Stored items:
>>

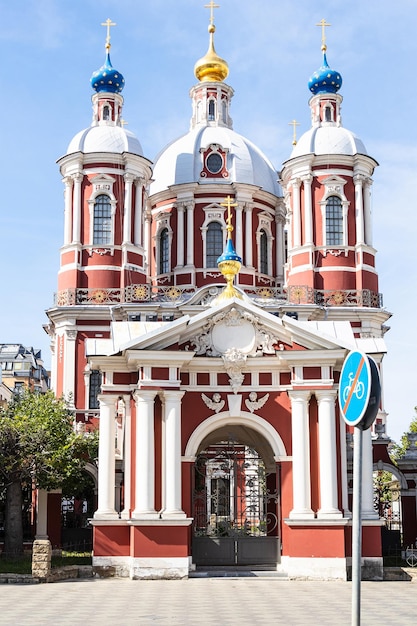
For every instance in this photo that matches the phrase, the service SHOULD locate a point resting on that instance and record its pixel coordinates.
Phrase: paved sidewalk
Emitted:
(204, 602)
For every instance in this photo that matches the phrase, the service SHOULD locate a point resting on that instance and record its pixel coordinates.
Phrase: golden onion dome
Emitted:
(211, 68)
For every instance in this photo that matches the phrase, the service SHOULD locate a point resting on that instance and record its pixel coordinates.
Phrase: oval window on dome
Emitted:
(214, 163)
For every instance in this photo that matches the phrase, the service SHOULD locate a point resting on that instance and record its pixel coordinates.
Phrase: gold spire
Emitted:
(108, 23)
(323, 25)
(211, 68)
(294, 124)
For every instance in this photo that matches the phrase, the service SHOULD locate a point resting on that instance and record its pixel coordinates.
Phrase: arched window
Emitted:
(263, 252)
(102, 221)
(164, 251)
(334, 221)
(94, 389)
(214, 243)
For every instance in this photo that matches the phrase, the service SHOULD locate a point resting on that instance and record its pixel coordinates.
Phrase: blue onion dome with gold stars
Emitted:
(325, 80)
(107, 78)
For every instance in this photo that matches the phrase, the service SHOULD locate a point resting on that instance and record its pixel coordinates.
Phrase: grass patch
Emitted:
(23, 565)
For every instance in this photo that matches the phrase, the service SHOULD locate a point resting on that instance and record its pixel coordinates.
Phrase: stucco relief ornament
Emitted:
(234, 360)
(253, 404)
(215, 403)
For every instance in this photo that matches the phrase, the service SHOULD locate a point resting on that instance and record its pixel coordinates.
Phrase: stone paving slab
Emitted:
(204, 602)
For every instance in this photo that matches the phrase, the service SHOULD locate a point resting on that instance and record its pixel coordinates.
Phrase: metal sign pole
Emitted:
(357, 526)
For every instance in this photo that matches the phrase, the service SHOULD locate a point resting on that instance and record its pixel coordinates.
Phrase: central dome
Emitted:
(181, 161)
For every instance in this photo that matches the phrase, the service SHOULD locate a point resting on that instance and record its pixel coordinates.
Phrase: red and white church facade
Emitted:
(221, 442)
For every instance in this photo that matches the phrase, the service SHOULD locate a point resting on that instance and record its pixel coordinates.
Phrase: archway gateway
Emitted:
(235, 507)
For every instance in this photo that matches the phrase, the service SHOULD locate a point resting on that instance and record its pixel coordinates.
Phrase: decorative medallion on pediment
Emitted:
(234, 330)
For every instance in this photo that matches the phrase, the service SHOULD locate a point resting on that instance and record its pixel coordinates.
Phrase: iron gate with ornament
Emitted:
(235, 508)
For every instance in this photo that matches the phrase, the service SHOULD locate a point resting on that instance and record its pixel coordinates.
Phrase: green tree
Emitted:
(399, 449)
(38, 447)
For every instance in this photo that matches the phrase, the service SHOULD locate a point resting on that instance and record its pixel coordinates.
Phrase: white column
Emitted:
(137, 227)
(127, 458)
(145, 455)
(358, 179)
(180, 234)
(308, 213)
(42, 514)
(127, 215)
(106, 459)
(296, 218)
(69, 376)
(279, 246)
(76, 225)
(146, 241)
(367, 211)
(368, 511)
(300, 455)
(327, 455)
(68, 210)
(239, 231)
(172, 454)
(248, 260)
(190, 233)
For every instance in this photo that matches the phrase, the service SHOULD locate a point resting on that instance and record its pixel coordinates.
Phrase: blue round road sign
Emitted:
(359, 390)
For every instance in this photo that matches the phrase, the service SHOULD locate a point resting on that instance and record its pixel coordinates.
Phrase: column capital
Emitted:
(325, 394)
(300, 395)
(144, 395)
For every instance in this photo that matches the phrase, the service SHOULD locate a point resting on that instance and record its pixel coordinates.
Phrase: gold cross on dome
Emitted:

<<
>>

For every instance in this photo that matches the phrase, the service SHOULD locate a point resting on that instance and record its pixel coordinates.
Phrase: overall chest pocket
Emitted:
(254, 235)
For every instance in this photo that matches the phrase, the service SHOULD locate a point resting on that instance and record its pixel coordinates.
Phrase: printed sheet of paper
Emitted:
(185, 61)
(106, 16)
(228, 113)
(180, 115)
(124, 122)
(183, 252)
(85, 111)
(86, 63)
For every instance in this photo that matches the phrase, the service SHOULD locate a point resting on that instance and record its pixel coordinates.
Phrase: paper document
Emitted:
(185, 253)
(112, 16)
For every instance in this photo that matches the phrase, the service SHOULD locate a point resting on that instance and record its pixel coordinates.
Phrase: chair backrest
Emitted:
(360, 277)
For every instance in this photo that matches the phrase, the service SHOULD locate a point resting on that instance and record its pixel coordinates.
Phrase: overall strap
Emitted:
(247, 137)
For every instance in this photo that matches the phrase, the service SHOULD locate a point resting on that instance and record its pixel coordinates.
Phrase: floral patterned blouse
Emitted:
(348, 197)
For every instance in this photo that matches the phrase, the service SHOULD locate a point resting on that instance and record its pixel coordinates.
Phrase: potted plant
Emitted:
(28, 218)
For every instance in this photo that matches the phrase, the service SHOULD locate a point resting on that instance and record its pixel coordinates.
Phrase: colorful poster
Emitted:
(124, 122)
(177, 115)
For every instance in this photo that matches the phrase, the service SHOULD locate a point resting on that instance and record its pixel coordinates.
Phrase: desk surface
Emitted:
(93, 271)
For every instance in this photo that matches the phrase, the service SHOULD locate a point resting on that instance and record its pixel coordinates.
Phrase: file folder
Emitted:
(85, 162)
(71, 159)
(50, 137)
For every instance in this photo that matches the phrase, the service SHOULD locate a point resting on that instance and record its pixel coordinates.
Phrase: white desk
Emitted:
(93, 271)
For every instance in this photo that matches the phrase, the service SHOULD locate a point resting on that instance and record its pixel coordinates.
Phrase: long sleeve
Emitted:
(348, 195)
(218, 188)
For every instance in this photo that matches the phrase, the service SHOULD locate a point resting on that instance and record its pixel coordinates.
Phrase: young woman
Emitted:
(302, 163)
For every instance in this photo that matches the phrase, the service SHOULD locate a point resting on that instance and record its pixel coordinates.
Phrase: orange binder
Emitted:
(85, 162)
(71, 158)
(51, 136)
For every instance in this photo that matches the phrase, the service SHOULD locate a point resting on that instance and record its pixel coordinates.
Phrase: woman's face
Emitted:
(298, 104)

<<

> _REQUIRED WORK_:
Report each line of the records that contains the word "desk", copying every such line in full.

> _WRITTEN SOLUTION_:
Phrase: desk surface
Phrase: white desk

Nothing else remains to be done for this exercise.